▶ _TASK TO COMPLETE_: Count the lines in the data below that contain the string "hand", with case taken into account, and reply with the number alone.

▶ _Entries from a pointing dataset_:
============================================================

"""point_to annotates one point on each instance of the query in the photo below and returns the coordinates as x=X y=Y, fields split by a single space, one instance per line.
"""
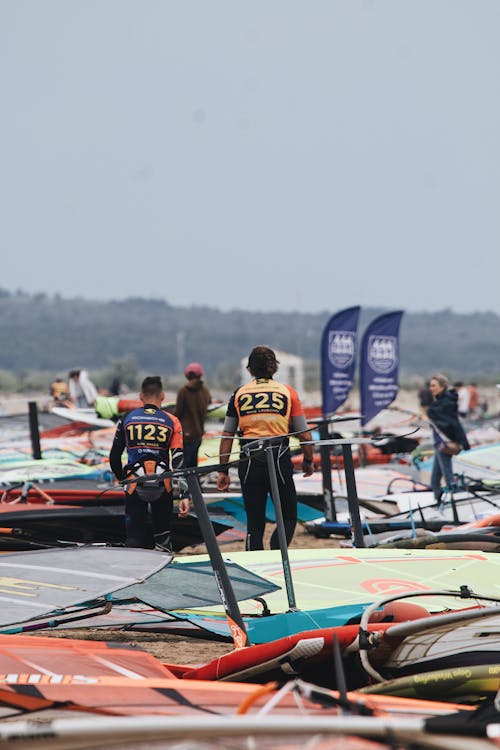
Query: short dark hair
x=152 y=385
x=262 y=362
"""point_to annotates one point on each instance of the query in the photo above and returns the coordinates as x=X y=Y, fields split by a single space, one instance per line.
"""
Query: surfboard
x=85 y=416
x=325 y=581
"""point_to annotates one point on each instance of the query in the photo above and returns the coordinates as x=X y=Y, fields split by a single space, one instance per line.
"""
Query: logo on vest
x=383 y=353
x=341 y=348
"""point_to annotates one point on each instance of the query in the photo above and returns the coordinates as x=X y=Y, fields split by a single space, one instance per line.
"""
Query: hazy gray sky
x=261 y=154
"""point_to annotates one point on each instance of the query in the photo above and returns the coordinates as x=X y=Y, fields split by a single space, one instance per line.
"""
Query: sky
x=292 y=155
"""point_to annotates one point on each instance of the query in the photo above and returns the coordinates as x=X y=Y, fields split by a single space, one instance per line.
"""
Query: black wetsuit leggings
x=138 y=525
x=255 y=487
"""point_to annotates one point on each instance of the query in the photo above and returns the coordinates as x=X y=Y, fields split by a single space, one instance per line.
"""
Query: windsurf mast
x=229 y=601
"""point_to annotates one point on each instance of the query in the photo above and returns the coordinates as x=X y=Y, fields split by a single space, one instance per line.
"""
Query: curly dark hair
x=152 y=386
x=262 y=362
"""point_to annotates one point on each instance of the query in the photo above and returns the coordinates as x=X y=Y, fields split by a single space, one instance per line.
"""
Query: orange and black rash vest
x=265 y=408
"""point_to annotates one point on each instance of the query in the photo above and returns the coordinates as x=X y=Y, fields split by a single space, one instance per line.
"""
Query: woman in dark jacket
x=443 y=416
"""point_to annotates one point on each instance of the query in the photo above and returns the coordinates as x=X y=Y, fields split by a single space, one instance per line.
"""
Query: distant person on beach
x=474 y=406
x=463 y=395
x=153 y=441
x=191 y=409
x=425 y=396
x=448 y=433
x=82 y=391
x=59 y=391
x=265 y=408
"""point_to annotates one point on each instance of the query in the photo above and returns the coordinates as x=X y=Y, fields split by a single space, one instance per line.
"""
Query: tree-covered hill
x=38 y=332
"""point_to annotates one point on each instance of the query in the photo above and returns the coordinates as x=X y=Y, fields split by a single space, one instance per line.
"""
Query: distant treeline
x=50 y=334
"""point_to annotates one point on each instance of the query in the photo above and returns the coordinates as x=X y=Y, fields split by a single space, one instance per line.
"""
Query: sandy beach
x=176 y=649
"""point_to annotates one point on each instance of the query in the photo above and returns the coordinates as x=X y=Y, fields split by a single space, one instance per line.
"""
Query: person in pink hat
x=191 y=409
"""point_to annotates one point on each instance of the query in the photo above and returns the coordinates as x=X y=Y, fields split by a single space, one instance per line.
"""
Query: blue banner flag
x=338 y=358
x=378 y=378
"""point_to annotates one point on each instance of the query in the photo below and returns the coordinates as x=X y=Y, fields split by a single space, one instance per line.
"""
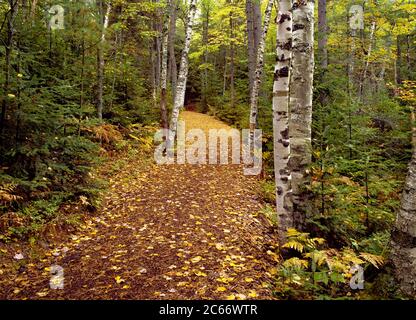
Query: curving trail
x=174 y=232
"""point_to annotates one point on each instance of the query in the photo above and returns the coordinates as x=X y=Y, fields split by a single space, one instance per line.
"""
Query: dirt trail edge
x=174 y=232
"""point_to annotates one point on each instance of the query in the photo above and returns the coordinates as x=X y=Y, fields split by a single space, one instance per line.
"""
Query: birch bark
x=254 y=99
x=183 y=76
x=281 y=117
x=101 y=62
x=301 y=97
x=164 y=71
x=404 y=235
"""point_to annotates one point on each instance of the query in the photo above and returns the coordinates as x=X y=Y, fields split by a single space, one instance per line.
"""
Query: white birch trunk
x=164 y=70
x=101 y=63
x=183 y=76
x=281 y=117
x=367 y=62
x=301 y=97
x=404 y=235
x=254 y=99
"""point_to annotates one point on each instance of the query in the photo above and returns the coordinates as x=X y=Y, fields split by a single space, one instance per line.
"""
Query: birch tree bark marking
x=404 y=235
x=254 y=99
x=164 y=70
x=301 y=97
x=281 y=117
x=101 y=62
x=182 y=78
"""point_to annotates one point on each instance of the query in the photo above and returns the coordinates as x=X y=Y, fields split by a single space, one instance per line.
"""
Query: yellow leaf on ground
x=119 y=280
x=196 y=259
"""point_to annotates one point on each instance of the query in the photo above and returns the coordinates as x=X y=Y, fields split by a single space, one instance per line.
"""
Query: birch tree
x=254 y=99
x=253 y=13
x=281 y=116
x=8 y=44
x=164 y=70
x=183 y=76
x=404 y=235
x=301 y=97
x=101 y=63
x=323 y=33
x=173 y=71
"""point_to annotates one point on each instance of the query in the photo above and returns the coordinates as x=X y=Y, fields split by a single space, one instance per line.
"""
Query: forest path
x=174 y=232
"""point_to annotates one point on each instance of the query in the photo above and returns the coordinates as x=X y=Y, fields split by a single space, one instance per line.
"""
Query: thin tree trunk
x=14 y=6
x=398 y=73
x=281 y=117
x=173 y=70
x=404 y=235
x=254 y=100
x=232 y=62
x=164 y=74
x=205 y=40
x=101 y=63
x=301 y=98
x=250 y=43
x=183 y=76
x=367 y=62
x=323 y=34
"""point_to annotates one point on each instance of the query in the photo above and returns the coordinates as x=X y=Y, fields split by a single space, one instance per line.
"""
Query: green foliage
x=319 y=272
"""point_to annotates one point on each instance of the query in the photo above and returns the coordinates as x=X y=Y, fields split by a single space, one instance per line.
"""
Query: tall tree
x=232 y=58
x=323 y=33
x=281 y=116
x=105 y=18
x=173 y=69
x=301 y=97
x=253 y=14
x=164 y=70
x=10 y=20
x=404 y=235
x=183 y=75
x=254 y=99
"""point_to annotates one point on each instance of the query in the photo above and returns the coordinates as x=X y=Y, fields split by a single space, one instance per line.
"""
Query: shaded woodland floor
x=173 y=232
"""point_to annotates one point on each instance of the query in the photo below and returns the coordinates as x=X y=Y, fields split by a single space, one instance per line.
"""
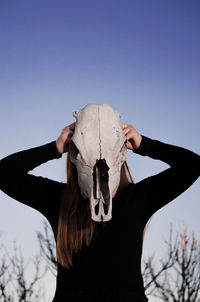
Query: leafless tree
x=13 y=280
x=178 y=278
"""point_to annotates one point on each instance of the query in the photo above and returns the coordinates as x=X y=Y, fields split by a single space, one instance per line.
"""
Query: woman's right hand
x=66 y=134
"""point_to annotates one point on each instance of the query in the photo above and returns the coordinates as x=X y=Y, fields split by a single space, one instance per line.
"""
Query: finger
x=71 y=126
x=126 y=130
x=124 y=125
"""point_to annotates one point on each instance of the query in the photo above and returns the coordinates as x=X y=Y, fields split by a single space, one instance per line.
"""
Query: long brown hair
x=75 y=226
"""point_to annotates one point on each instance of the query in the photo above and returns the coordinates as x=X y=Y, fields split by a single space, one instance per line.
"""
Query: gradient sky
x=141 y=57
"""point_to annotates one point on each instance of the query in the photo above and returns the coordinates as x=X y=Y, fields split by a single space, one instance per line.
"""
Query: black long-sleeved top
x=112 y=261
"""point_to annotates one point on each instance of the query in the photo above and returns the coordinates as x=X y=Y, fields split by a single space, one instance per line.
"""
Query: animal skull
x=98 y=150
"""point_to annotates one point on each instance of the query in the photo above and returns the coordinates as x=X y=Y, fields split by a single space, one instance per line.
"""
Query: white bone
x=98 y=135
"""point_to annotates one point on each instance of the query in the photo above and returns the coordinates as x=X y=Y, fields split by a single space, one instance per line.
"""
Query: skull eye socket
x=73 y=149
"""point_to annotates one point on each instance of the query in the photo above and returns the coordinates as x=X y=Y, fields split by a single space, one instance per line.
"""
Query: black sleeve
x=37 y=192
x=160 y=189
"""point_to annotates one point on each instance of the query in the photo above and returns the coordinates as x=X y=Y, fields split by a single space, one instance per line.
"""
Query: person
x=104 y=261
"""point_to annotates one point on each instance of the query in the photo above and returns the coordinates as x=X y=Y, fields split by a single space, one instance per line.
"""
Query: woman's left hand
x=133 y=136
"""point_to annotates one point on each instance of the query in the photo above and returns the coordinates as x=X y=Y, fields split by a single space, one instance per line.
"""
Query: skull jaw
x=101 y=216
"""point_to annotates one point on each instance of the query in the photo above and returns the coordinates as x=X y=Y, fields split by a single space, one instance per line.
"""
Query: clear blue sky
x=141 y=57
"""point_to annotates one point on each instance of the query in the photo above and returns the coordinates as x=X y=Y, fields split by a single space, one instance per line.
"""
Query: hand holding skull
x=133 y=136
x=62 y=141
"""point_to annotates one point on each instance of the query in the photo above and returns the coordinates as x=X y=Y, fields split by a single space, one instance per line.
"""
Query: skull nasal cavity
x=103 y=168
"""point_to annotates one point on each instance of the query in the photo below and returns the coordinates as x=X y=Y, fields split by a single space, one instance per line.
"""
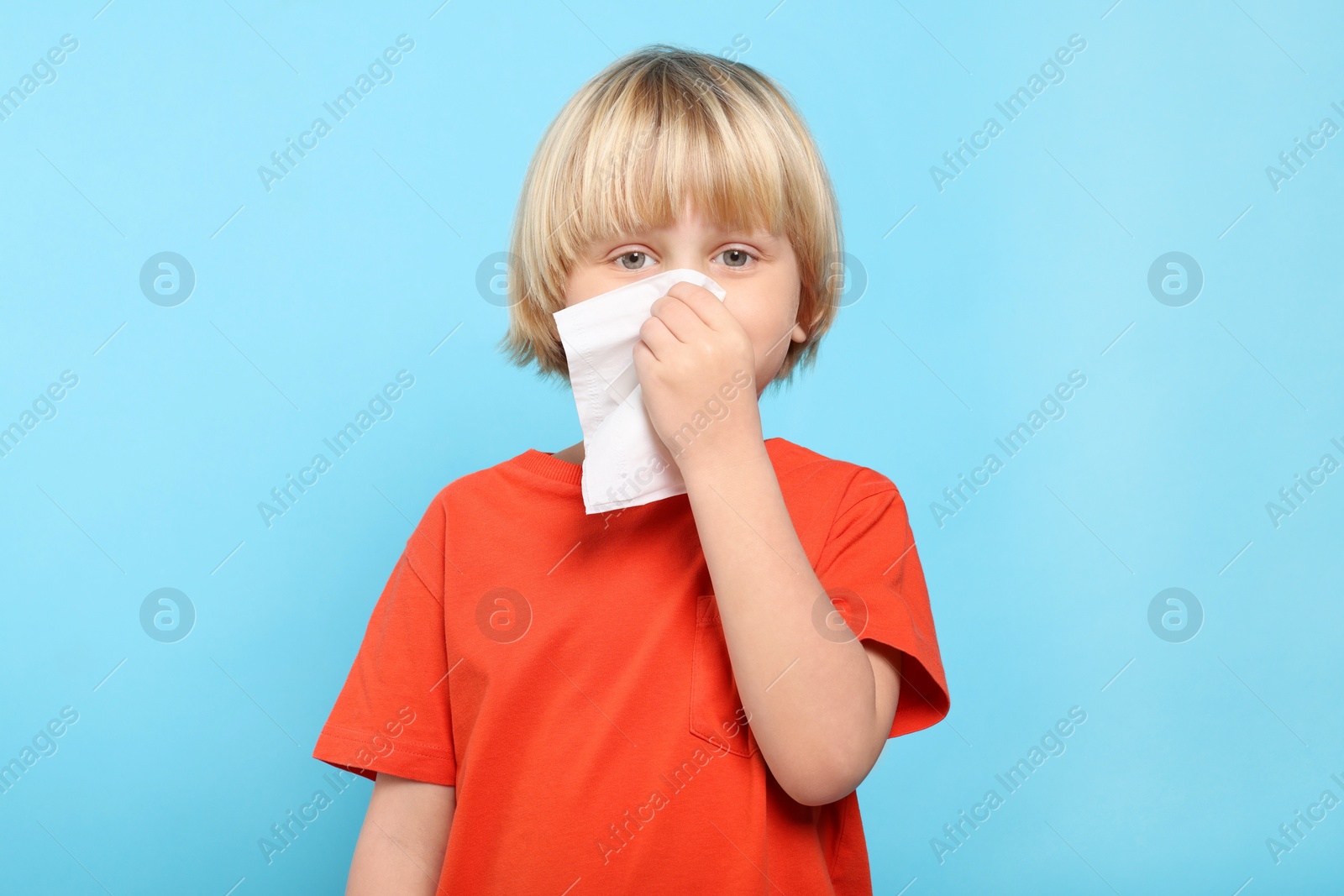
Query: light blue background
x=1027 y=266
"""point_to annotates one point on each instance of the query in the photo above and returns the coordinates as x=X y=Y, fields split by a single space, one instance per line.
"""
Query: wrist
x=726 y=458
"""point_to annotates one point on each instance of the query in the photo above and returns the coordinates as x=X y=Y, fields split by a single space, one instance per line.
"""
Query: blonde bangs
x=655 y=130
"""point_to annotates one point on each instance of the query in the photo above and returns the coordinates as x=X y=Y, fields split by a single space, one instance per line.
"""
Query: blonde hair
x=658 y=128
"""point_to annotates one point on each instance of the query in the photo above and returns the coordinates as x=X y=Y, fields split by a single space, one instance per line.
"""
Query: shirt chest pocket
x=717 y=714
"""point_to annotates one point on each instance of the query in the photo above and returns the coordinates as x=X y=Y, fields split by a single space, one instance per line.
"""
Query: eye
x=736 y=257
x=633 y=261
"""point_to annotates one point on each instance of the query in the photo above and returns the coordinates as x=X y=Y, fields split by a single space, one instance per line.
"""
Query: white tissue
x=625 y=464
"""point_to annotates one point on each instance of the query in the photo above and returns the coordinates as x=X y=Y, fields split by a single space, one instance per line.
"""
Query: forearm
x=812 y=701
x=401 y=846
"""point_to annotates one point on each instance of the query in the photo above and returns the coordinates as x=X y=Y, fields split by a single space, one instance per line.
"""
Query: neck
x=575 y=453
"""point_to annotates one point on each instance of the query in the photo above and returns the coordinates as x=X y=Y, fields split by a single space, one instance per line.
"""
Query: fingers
x=685 y=308
x=656 y=338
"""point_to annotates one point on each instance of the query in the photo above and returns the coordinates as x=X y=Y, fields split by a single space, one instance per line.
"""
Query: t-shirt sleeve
x=871 y=571
x=393 y=712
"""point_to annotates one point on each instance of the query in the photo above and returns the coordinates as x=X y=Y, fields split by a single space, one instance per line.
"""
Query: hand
x=696 y=369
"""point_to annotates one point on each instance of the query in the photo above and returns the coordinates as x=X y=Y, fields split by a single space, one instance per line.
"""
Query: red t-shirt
x=568 y=673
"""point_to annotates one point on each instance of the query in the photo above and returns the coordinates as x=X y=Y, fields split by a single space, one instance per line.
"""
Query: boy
x=679 y=696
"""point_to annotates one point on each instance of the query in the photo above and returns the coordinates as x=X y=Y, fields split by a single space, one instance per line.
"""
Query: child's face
x=757 y=270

============================================================

▶ _RESPONSE TO THIS TASK_: 4